Content starts
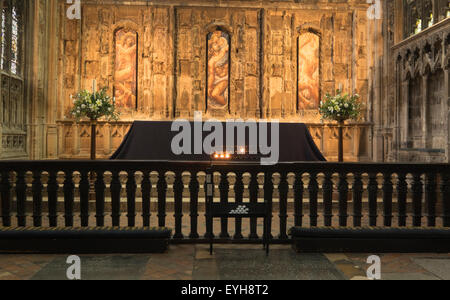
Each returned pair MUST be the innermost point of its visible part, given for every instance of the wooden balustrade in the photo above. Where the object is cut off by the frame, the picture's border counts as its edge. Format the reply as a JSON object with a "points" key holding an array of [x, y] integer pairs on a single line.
{"points": [[299, 194]]}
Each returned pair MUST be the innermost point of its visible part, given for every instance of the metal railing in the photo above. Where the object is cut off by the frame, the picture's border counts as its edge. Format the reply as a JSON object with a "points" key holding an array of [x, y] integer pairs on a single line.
{"points": [[73, 193]]}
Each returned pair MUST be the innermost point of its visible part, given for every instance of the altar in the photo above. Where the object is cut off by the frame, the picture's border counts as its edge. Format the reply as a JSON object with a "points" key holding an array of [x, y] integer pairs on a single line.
{"points": [[153, 140]]}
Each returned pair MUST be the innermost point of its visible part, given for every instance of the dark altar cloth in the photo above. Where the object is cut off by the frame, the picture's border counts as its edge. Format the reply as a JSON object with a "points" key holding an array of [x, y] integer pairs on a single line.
{"points": [[151, 140]]}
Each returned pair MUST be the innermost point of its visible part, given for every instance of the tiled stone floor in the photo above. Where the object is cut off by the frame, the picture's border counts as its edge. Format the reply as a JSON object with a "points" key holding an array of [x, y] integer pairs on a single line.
{"points": [[186, 262]]}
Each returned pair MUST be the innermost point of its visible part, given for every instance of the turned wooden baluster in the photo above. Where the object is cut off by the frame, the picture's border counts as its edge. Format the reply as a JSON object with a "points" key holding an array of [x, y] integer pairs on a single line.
{"points": [[430, 198], [21, 199], [253, 187], [115, 189], [5, 190], [387, 199], [283, 188], [178, 209], [146, 189], [402, 190], [100, 198], [343, 199], [131, 198], [313, 188], [84, 198], [417, 200], [268, 197], [357, 200], [238, 193], [327, 187], [298, 200], [223, 189], [68, 198], [37, 199], [194, 188], [162, 190], [445, 192], [373, 198]]}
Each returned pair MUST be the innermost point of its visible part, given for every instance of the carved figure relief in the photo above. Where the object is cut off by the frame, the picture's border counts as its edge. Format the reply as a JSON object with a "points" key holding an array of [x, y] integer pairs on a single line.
{"points": [[125, 74], [308, 71], [218, 69]]}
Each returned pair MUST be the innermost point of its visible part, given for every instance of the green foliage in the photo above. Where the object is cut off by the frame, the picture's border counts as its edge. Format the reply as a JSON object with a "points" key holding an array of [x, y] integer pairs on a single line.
{"points": [[340, 107], [94, 106]]}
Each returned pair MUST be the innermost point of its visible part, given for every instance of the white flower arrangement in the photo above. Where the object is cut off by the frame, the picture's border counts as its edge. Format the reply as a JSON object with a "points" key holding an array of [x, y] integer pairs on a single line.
{"points": [[94, 105], [340, 107]]}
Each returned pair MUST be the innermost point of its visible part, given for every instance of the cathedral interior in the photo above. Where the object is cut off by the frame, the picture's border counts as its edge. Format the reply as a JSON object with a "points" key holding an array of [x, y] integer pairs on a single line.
{"points": [[247, 59]]}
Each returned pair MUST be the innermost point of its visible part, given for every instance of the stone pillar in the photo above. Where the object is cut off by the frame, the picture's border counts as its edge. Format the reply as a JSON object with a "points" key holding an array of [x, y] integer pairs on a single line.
{"points": [[424, 114], [403, 118], [447, 104]]}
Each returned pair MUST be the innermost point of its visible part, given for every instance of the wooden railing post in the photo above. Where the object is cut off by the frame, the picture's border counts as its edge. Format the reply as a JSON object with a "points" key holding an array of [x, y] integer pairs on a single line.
{"points": [[115, 188], [445, 193], [146, 189], [68, 198], [21, 199], [417, 200], [178, 190], [253, 187], [162, 190], [100, 198], [238, 194], [327, 188], [37, 199], [268, 197], [5, 190], [373, 197], [357, 199], [194, 188], [343, 198], [313, 188], [430, 198], [402, 190], [84, 198], [387, 199], [283, 188], [131, 198], [298, 200], [223, 189]]}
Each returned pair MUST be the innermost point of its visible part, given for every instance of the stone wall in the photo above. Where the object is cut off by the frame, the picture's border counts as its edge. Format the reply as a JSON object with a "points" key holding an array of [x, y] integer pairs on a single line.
{"points": [[172, 65], [415, 122]]}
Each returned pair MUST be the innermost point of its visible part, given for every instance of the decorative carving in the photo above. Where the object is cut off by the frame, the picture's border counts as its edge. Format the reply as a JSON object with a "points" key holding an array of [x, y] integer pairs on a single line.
{"points": [[308, 71], [125, 76], [218, 69]]}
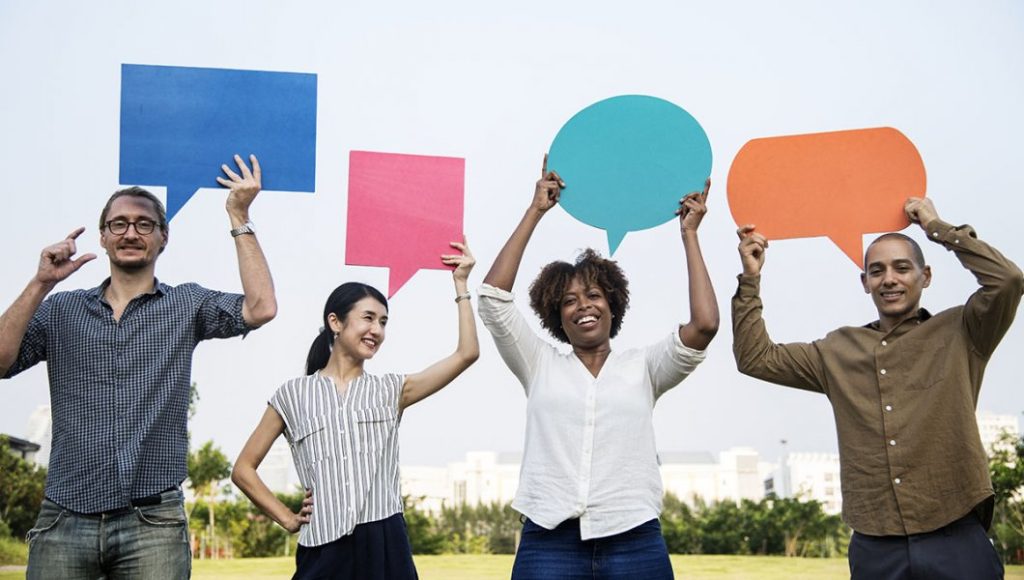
Content ends
**WHAT IS NEEDED**
Copy out every entry exactly as written, but not the pictures.

**EXERCISE RESULT**
Each returned pair MUST be the innermost point of its visible part, given for every instance of the wooden balustrade in the photo above. Where the object is cut off by the frame, the picture's border counts as its edge. Format the reply as a JSON object with a "points" key holding an array of [x, y] integer pairs on a single line.
{"points": [[299, 194]]}
Each returned pair MUST be the innermost point of its visible part, given for every instance of the metal railing in the photo above. Where the object is cut off by the frame, the picture's border counts as its edge. Format the reply as a JSON object with a "points" key holding an array of [x, y] integer pairs on a single line.
{"points": [[73, 193]]}
Each returned pair MUST be the innermost point of its visible part, given for every instance of the altar in the photo above. Where the object is cut off by the frame, the picture's border counts as its edge. Format the reply as a JSON object with a "points" key holding an array of [x, y] integer pairs on a single line.
{"points": [[153, 140]]}
Each returned pair MUST be the innermost point of its visible part, given for every instance of the dark altar cloth in the photo above. Where the object is cut off by the frame, the picture's border counts as its edge. Format the reply as a JSON object with a "points" key holding an array of [x, y] integer pairs on a single line.
{"points": [[151, 140]]}
Each returned pair MUST be the innermost point of its visible part, given for every instance of the tiled stone floor in the photo above. Where the object is cut off by the frame, the picture's border counts as its edge. Format the reply as a JSON object with a "points" key holding an array of [x, y] integer pairs on a single line.
{"points": [[186, 262]]}
Each returned pair MUST be the innermost point of its visible part, given for every instance of the turned wooden baluster in the photo above. Where the object is cut off by the frame, the picture's border counts as its edge. Format the reply as a JSON object with a "points" key holding an array of [x, y] integer pairs on a single line.
{"points": [[430, 198], [21, 199], [253, 187], [115, 189], [5, 190], [387, 199], [283, 188], [178, 209], [146, 189], [402, 190], [100, 198], [343, 199], [131, 198], [313, 188], [84, 198], [417, 200], [268, 197], [357, 200], [238, 193], [327, 187], [298, 200], [223, 189], [68, 198], [37, 199], [194, 188], [162, 190], [445, 192], [373, 198]]}
Each returned pair MUST be the innermost point of its visible part, given for every instance of the carved figure relief in the photo above. Where the object is cut off by the frame, the picture's border counts as its edge. Format the reply as a JSON object with a "points" key holding an array of [x, y] integer pairs on a single line.
{"points": [[125, 74], [308, 71], [218, 69]]}
Each returned pair MUST be the innermost point of its visible part, given for every instance of the green foliage in the photo above. Where the object is cut off by the frame, the picture's border counts as its edge. Format the reply as a JSON object with a "points" key holding an array of [x, y] integer pairs on a single line.
{"points": [[340, 107], [94, 106]]}
Each returned pair MUST be the innermost point of its visible part, given for every instance of the white flower arrangement in the photo above. Where the object is cut off by the frame, the picture's border counts as its edge. Format the reply as a JSON object with a "points" key holding an array of [x, y] integer pairs on a single line.
{"points": [[94, 105], [340, 107]]}
Each returned pair MUST be the innermost point of its visible part, given for every instance of the cathedral interior in the photo above. Where the object is cut off by the frame, the picture's border counts as its edge. Format the reply as a JSON object with a "points" key holding an array of [x, y] integer pairs on a single line.
{"points": [[247, 59]]}
Each returned pair MUST be the innermost point of its visible part, given for every instance of the stone pillar in the photo above. Where the object is cut off by the frame, the picture's border counts as its edge. Format the reply as a JSON object with a "points" key holding an array of [x, y] integer pairs on a single line.
{"points": [[424, 114], [403, 118], [447, 104]]}
Each returned pair MUST be the innermost point of its visible part, given for every instance of the wooden railing post in the photo above. Where the object is cut off by the frame, the picture's border counts as its edge. Format the reply as a JSON object with a "points" key holding an array of [x, y] integer pairs on a single line.
{"points": [[115, 188], [445, 193], [146, 189], [68, 198], [21, 199], [417, 200], [178, 190], [253, 187], [162, 190], [100, 198], [238, 194], [327, 188], [37, 199], [268, 197], [5, 190], [373, 197], [357, 199], [194, 188], [343, 198], [313, 188], [430, 198], [402, 190], [84, 198], [387, 199], [283, 188], [131, 198], [298, 200], [223, 189]]}
Each returned pair MUST be the innermost point of its visible part, given for every instance of the stone wall in the photo above. Where the object is cut off by the frame, the picture's border counts as its edge. Format the reply as a JSON object with a "points" key holding an array of [x, y] integer pairs on a single line.
{"points": [[172, 65], [415, 122]]}
Each returned pair MUST be the innermost point of its visible part, given for every instance of the decorative carving in the photo above. Where the object is cut off by the frame, the picture's border counts as its edge. Format the reply as a JSON object with a "points" key holding an array of [x, y] integer pairs on a single line.
{"points": [[308, 71], [125, 76], [218, 69]]}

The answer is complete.